*** Opening of Selected text ***

GORE BAY—When contacted by The Expositor for an interview for Farm Safety Week, Berend “B” Hietkamp didn’t hesitate to share the tale of his tractor accident, which took place on the Hietkamp family farm just outside of Gore Bay last July.
Mr. Hietkamp grew up on a dairy farm in the Netherlands, milking cows from the tender age of nine-years-old, which was still done by hand at the time. “That was right at the end of the war,” he recalled.
The Hietkamps moved to Canada in 1953 and immediately began dairy farming on a southeastern Ontario farm near Harriston. Then, in 1961, a farm came up for sale near Gore Bay that came complete with a small dairy processing plant. The farm was called Clover Hill and three couples, Mr. Hietkamp’s parents, his brother and sister-in-law and he and his wife Debbie, all moved to Manitoulin to begin a new life on the farm.
In 1973, the Clover Hill dairy operation was bartered with Wagg’s Dairy—their dairy for Wagg’s cows and quota—and Mr. Hietkamp’s parents moved back to Harriston.
He lamented that this was the time when the dairy industry was thrown into chaos and “small dairies went like the dodo bird.” When the Milk Marketing Board was created, he said, prices then stabilized.
Mr. Hietkamp said he never had an incident on the farm—that is until July of last year.
“I was helping Jeff cut hay,” Mr. Hietkamp said, referencing his son Jeff, who now owns and operates the family farm, now a beef operation, with his wife Wendy.
He said he had just had a coffee with his son before heading back to the field to help finish the haying when he realized that the swather wouldn’t lower itself.
Mr. Hietkamp explained that the farm’s acreage is slightly hilly and so, before investigating the problem, he parked the tractor down one of the slight embankments, leaving the machine running.
“I got out to see what was wrong,” he continued, explaining that the pin had fallen out and the lever of the cylinder would not go down as a result. Mr. Hietkamp then went back to the tractor to search for a spare pin but, without finding one, decided to cut a piece of rope to use in the meantime.
“That’s when things started to happen,” he said.
Either through the momentum of the tractor’s engine, the cutting of the rope, or a combination of both, the tractor began to move and Mr. Hietkamp attempted to stop it with his hip. The 78-year-old was knocked down and the tractor rolled on top of his leg—he was in trouble.

*** Close of Selected text ***

Instructions →
A: Answer these questions from the Gore Bay tractor accident article, one answer per line, marked like the questions:
(i) In what year did the Hietkamps move to Canada?
(ii) What was the farm near Gore Bay called?
(iii) How old was Mr. Hietkamp when the tractor rolled onto his leg?
B: Name every person in the Gore Bay tractor accident article who is identified by a first name.
C: Carry the Gore Bay tractor accident article forward, starting after its last sentence.

*** Opening of Dataset entries ***

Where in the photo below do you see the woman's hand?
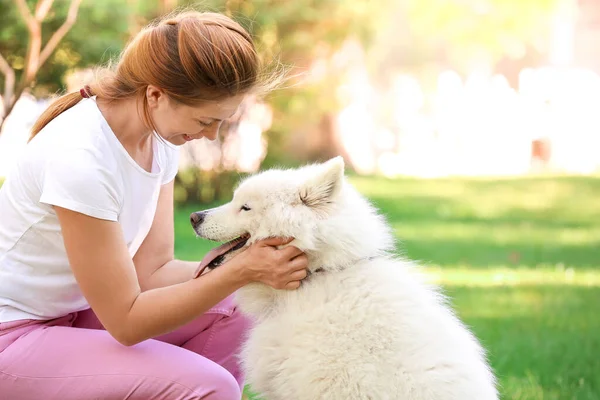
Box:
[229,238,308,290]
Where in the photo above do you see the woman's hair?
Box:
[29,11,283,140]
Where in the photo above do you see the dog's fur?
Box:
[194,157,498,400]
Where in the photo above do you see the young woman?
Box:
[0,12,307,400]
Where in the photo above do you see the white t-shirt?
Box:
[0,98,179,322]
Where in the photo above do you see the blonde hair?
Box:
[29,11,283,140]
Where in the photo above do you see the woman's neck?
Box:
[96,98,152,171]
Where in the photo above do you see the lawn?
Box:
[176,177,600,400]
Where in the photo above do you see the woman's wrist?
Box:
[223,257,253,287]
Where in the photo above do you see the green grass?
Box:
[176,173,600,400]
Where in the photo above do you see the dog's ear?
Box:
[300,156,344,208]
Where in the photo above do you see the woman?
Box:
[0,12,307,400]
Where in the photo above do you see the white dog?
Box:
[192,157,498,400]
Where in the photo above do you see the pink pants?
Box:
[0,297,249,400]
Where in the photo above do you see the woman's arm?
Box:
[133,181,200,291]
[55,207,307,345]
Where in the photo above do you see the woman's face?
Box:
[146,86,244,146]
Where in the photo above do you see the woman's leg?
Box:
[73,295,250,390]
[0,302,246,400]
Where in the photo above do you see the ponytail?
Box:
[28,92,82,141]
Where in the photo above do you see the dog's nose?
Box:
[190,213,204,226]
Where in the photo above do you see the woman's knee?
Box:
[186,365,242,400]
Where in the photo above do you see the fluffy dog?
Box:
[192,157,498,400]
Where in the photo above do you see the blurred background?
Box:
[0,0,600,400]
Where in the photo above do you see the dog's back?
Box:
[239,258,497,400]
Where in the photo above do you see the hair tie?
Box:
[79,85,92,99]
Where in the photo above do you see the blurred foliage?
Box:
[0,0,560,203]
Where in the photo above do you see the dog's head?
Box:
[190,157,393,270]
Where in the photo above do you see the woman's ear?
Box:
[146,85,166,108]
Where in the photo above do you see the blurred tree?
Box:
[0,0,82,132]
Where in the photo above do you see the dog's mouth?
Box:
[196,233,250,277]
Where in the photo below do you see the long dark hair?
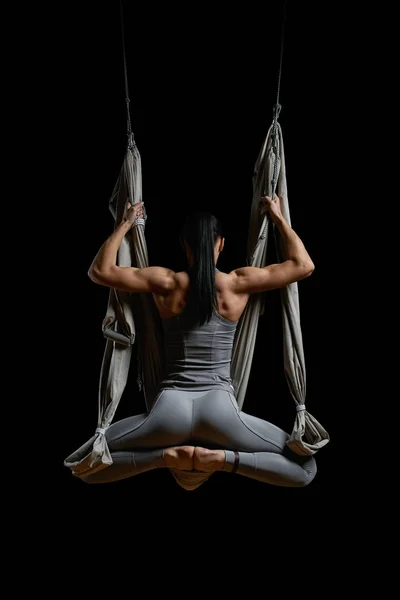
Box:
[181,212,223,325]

*** Close of Dataset entries ***
*** Opening of Dataset entries ***

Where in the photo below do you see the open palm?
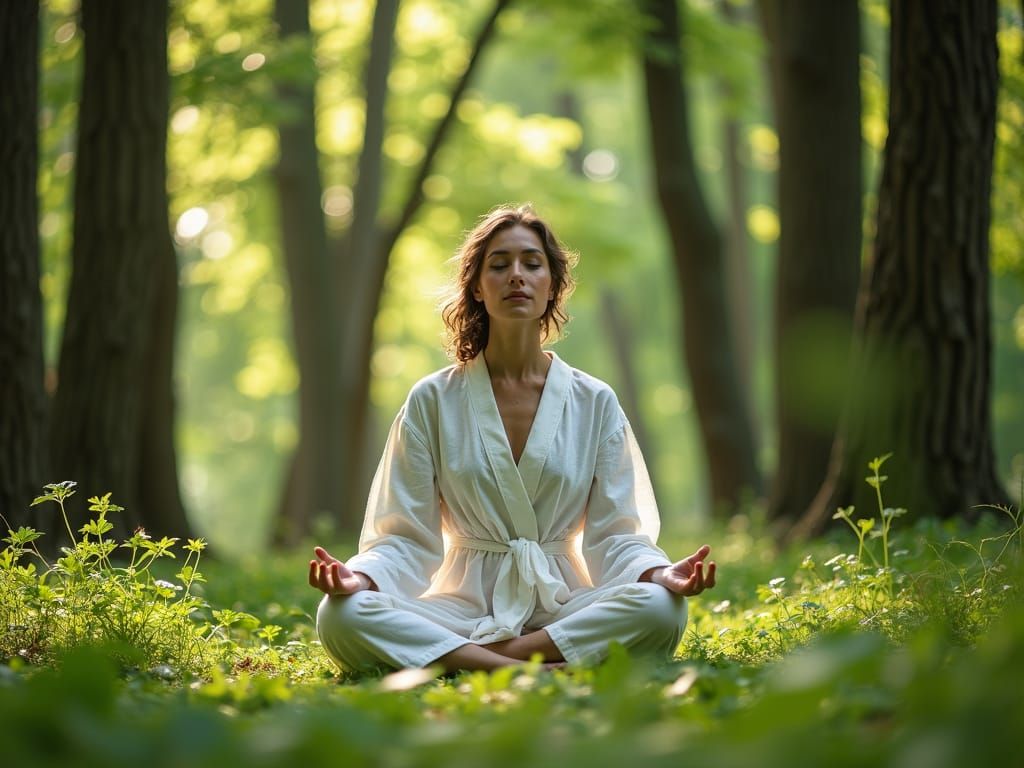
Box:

*** Close of Dataset entries ***

Exercise answers →
A:
(i) 1953
(ii) Clover Hill
(iii) 78

B: Berend "B" Hietkamp, Debbie, Jeff, Wendy

C:
“I hollered, hoping someone would hear me, as I was near the road, but no one came,” he said. Suddenly, the farmer remembered the conversation he had with his wife Debbie that morning when she called out to him before he left, asking if he had his cell phone.
“I remembered my cell phone and called home and, miraculously, Debbie answered,” he said.
Within minutes, Debbie and his daughter were by his side. Mr. Hietkamp told his wife she would have to drive the tractor and so, with instruction from her husband lying pinned below, Ms. Hietkamp slowly drove the tractor off her husband’s leg. Then they waited for the ambulance to arrive.
“I was so scared,” Ms. Hietkamp shared.
After arriving at the Mindemoya Hospital, x-rays confirmed that Mr. Hietkamp had a broken leg and he was in need of surgery. The following day, and another ambulance trip later, Mr. Hietkamp found himself at Health Sciences North and being prepped for surgery.
Healing has been a long process for the farmer, with a one-month stay at the Manitoulin Lodge following surgery and daily physio on a stationary bicycle. Mr. Hietkamp says the pain is still with him and he requires the use of a walker these days.
“That is the stupidest thing I have ever done,” he said of his accident. “I thought I had the tractor parked correctly. What you should do is shut it off, or put the brake on.”
And always carry some form of communication, such as a cell phone. In Mr. Hietkamp’s case, the timely urging by wife Debbie to bring his mobile phone as he left for the fields that day was, truly, miraculous.